'''

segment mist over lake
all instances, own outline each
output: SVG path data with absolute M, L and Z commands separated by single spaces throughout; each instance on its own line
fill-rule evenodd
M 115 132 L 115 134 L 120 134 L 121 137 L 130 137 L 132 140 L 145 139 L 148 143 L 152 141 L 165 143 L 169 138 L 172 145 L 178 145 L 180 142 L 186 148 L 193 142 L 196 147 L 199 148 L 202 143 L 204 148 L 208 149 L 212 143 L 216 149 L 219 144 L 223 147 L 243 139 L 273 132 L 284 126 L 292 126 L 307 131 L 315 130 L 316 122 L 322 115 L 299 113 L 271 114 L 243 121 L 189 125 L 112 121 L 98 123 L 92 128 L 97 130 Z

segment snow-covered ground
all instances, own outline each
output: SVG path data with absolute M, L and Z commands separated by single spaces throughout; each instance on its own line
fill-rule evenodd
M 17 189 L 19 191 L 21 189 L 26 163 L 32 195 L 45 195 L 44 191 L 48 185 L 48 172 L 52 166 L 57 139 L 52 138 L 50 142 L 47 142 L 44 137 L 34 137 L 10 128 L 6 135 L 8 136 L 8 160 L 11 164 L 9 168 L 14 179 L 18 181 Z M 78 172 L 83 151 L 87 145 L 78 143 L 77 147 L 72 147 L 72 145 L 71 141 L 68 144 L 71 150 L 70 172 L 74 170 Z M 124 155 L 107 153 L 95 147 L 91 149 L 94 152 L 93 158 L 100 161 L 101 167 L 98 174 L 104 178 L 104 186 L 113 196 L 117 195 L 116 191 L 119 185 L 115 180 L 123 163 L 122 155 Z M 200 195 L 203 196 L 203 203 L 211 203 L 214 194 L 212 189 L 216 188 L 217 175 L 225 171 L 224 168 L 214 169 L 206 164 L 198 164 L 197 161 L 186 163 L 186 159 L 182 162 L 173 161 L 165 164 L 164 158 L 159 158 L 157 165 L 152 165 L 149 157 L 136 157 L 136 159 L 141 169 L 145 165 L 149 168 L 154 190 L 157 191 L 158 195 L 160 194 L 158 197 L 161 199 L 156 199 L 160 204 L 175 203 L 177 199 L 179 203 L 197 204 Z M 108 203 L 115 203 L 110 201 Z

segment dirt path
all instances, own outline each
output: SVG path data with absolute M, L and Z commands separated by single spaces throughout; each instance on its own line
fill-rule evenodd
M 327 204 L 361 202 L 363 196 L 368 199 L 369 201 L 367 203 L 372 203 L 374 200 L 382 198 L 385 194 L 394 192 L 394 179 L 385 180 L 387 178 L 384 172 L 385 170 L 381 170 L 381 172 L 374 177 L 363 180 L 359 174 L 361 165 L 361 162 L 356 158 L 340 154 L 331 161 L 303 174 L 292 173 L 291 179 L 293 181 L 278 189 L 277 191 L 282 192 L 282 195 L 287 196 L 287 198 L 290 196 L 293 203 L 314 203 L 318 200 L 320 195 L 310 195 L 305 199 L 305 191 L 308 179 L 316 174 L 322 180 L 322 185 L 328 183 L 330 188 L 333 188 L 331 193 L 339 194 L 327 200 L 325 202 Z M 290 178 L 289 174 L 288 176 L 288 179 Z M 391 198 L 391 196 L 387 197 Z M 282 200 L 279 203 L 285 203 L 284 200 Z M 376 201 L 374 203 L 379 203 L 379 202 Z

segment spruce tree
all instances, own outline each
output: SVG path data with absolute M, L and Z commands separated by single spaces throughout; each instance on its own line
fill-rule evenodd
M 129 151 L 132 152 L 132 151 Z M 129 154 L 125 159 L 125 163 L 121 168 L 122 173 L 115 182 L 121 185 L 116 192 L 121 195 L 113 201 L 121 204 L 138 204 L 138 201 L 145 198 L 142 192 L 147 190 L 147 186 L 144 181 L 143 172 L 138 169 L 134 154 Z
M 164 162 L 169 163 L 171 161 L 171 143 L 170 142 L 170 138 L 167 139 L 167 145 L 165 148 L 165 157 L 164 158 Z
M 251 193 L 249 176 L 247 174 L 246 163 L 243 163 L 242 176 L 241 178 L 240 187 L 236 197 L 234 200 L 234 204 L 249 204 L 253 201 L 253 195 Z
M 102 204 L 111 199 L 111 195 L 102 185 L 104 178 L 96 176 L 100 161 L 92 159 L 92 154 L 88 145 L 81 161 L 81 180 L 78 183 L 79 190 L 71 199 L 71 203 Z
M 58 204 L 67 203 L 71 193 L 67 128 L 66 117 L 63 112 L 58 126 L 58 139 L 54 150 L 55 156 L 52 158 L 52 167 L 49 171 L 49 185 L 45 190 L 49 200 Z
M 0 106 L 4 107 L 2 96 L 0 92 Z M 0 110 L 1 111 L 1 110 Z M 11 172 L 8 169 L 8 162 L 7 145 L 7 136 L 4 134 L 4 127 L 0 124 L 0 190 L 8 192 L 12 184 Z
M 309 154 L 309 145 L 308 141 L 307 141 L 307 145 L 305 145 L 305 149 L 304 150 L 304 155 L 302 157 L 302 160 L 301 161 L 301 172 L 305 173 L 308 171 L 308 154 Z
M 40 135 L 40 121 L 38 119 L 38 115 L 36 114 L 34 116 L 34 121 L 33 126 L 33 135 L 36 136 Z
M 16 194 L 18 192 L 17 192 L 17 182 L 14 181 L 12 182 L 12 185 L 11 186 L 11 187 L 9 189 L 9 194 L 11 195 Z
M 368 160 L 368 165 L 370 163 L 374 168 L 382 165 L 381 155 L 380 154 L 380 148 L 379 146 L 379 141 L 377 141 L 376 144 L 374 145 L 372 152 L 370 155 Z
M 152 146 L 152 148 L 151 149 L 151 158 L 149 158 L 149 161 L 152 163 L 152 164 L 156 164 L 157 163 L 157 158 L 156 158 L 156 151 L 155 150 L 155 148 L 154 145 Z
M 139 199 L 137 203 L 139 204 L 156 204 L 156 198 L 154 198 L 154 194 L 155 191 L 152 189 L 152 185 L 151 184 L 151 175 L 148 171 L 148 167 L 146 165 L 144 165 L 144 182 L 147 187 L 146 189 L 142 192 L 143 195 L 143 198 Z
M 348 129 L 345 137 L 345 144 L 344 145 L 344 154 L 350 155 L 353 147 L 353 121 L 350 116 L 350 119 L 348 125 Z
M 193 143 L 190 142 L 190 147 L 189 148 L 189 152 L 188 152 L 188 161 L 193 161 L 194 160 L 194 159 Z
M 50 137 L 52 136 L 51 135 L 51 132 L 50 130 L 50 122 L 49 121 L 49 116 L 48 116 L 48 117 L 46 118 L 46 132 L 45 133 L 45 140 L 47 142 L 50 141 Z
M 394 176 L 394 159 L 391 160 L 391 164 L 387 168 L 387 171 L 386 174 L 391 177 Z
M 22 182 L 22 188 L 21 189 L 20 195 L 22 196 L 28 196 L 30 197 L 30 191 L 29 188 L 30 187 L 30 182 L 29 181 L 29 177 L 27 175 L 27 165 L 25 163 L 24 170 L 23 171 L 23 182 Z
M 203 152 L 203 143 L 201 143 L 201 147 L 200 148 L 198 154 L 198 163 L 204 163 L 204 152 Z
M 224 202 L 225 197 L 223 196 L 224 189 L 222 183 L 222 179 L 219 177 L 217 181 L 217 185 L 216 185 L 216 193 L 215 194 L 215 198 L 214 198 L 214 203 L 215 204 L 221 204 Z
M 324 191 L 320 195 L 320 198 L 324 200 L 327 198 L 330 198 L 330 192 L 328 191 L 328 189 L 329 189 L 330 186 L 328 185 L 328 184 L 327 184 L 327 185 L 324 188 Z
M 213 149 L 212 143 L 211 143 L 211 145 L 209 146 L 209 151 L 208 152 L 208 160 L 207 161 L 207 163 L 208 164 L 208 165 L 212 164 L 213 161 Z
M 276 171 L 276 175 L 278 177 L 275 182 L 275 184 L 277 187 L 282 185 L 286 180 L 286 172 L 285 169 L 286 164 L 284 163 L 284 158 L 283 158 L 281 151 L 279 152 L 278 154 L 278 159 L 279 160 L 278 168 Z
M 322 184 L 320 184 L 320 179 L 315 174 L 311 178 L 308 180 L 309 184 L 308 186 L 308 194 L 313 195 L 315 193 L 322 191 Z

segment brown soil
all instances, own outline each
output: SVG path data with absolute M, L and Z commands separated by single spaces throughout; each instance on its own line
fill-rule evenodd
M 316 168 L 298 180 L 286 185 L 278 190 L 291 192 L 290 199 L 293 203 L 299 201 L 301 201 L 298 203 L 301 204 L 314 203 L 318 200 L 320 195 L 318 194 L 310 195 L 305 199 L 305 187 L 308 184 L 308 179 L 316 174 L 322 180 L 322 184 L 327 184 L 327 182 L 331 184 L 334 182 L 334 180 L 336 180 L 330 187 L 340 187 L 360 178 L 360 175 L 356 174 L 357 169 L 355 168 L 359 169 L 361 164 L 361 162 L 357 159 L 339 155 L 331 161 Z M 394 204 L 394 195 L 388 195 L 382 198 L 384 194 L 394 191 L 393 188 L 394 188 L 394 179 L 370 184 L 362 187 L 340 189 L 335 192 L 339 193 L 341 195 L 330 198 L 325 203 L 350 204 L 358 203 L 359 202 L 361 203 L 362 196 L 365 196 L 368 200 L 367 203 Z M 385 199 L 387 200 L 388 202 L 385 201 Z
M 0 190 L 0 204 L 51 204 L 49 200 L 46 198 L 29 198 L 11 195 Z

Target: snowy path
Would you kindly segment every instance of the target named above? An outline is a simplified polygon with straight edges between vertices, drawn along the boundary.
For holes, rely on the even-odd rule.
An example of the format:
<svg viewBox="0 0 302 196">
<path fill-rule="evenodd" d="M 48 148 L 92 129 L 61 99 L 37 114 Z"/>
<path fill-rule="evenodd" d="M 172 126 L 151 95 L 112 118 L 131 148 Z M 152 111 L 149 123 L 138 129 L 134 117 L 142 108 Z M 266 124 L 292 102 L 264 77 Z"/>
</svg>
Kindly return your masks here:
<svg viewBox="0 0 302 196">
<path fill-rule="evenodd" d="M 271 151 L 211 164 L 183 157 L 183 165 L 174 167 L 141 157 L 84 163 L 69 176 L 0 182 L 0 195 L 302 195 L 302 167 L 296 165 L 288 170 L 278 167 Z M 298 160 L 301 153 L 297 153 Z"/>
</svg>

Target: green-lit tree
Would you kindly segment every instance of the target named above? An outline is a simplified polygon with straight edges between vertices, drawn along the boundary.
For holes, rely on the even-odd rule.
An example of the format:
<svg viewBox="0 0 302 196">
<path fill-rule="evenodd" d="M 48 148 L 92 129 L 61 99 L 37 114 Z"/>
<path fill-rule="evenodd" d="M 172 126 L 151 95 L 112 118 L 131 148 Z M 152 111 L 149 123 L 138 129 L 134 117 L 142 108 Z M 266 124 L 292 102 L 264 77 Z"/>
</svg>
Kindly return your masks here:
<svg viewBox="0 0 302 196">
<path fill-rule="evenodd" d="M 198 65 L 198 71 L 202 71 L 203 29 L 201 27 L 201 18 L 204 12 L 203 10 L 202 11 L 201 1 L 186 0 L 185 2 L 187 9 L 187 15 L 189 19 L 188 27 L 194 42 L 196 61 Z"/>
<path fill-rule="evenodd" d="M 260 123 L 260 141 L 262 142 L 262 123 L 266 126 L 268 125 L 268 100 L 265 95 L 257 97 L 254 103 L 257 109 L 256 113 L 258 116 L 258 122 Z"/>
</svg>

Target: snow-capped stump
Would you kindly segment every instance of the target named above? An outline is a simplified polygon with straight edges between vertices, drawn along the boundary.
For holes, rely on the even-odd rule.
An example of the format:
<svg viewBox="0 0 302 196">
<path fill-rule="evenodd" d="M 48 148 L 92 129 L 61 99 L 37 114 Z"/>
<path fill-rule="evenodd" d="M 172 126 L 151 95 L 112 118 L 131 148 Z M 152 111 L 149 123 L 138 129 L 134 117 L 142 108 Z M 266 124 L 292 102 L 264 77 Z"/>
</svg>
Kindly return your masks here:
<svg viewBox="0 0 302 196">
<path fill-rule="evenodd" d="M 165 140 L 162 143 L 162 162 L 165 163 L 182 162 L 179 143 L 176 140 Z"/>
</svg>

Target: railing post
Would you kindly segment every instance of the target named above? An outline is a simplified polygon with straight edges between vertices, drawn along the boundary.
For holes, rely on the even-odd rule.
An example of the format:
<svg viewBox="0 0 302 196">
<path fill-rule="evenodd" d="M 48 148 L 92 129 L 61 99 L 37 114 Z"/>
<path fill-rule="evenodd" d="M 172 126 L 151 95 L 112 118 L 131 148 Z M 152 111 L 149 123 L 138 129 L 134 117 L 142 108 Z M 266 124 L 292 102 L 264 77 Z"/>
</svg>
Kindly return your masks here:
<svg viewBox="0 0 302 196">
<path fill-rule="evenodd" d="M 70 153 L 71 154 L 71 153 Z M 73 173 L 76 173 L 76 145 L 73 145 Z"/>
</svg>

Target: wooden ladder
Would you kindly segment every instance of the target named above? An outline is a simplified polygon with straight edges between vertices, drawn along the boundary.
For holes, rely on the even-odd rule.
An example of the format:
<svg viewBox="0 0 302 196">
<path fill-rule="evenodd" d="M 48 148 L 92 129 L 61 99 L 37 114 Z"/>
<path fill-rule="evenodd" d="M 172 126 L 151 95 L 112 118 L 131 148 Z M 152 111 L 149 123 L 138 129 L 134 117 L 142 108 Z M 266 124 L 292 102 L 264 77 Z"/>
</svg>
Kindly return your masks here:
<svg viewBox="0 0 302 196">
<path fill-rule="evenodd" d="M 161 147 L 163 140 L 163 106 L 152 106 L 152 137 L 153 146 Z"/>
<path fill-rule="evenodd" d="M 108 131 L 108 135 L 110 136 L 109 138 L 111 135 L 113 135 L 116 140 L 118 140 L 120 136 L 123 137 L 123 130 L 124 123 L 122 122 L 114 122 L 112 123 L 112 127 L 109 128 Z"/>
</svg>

'''

> _Task prompt_
Transcribe the data from the line containing "segment spruce tree" through the line containing "M 164 162 L", reproducing every character of those lines without alteration.

> _Result of this exercise_
segment spruce tree
all instances, own outline each
output: SVG path data with absolute M, L and Z commands separated by single spaces throughout; each instance on its own line
fill-rule evenodd
M 129 151 L 132 152 L 132 151 Z M 129 154 L 125 159 L 125 163 L 121 168 L 122 173 L 115 182 L 121 185 L 116 192 L 121 195 L 113 201 L 121 204 L 138 204 L 138 201 L 145 198 L 142 192 L 147 190 L 147 186 L 144 181 L 143 172 L 138 169 L 134 154 Z
M 164 162 L 169 163 L 171 161 L 171 143 L 170 142 L 170 138 L 167 139 L 167 145 L 165 148 L 165 157 L 164 158 Z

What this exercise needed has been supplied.